Task goal » Your task is to filter the entries and copy every line containing the string "tree".

[[ Data records open ]]

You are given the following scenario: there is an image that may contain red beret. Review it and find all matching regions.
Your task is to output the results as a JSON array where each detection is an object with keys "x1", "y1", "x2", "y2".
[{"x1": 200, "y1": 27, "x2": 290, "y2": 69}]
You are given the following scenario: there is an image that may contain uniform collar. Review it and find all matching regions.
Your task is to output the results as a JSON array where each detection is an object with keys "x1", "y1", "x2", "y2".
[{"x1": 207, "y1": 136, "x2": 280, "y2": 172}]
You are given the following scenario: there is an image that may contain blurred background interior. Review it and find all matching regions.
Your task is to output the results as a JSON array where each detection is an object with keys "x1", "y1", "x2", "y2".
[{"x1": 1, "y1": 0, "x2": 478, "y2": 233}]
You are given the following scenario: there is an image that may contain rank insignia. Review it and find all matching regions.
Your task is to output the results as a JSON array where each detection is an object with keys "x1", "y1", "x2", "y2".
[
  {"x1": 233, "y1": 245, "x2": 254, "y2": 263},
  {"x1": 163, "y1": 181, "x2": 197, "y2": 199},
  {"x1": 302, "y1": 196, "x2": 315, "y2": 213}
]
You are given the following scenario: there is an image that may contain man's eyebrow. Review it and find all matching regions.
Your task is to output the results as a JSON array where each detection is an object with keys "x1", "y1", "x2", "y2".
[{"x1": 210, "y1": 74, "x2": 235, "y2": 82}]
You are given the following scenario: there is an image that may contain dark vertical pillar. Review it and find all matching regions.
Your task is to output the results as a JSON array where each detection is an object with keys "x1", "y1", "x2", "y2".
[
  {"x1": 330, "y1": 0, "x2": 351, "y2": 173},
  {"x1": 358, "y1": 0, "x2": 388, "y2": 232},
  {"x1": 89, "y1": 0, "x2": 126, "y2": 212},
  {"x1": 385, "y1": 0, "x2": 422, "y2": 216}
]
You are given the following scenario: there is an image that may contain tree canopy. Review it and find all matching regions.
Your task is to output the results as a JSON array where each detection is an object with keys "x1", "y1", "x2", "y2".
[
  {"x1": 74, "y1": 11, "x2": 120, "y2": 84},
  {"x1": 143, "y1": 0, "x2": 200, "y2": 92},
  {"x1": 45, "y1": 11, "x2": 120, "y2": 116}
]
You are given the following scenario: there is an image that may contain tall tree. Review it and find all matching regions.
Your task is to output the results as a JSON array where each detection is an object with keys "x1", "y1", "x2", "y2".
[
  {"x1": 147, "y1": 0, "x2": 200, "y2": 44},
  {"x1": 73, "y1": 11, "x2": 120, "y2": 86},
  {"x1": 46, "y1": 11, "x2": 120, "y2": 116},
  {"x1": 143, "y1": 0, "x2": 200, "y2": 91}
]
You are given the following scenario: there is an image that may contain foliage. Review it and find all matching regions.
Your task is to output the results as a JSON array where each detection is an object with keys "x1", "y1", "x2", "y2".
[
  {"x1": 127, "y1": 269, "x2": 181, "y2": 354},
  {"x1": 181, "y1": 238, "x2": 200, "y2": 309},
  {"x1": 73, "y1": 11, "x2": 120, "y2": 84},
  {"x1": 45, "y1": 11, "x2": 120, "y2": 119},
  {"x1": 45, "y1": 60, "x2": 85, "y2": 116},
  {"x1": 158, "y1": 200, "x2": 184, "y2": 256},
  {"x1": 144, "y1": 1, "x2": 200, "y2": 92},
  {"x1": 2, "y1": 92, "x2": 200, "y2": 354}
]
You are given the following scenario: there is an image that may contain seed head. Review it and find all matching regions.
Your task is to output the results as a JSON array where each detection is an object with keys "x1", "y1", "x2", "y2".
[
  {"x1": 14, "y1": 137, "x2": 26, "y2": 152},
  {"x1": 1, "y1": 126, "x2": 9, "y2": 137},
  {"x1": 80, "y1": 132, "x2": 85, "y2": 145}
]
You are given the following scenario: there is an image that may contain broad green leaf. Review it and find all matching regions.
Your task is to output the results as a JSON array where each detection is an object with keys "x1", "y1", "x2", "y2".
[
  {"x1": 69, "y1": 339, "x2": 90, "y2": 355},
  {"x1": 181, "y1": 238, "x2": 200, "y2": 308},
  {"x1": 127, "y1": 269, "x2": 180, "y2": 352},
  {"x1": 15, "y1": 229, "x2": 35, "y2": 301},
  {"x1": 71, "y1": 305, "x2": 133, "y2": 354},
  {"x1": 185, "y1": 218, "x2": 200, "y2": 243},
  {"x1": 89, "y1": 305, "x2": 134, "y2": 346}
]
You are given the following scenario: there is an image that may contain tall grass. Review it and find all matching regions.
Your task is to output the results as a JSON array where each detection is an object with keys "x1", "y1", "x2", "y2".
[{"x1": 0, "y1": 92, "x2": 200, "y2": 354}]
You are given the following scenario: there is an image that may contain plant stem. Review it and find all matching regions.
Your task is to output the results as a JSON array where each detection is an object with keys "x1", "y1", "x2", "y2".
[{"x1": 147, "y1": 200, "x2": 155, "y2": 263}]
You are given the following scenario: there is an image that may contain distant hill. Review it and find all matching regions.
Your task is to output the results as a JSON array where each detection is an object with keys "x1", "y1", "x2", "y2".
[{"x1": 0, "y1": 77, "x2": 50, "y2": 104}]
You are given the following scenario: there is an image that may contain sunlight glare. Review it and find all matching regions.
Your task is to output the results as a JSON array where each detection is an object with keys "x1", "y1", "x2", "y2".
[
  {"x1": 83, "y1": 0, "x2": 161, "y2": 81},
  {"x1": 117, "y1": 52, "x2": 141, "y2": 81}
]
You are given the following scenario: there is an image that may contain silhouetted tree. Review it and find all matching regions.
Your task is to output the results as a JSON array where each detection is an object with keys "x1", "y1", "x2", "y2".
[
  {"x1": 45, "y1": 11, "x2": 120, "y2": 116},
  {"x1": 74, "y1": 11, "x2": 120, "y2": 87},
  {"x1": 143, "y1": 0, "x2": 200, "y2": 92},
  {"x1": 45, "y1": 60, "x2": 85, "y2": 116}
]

[[ Data records closed ]]

The completed task »
You are given the following scenario: there is an image that may contain tree canopy. Review it and find all matching regions.
You are given the following scenario: there is an image that may contain tall tree. Review it and find all matching regions.
You are given the following scenario: there is an image that may contain silhouetted tree. Review it and find all matching regions.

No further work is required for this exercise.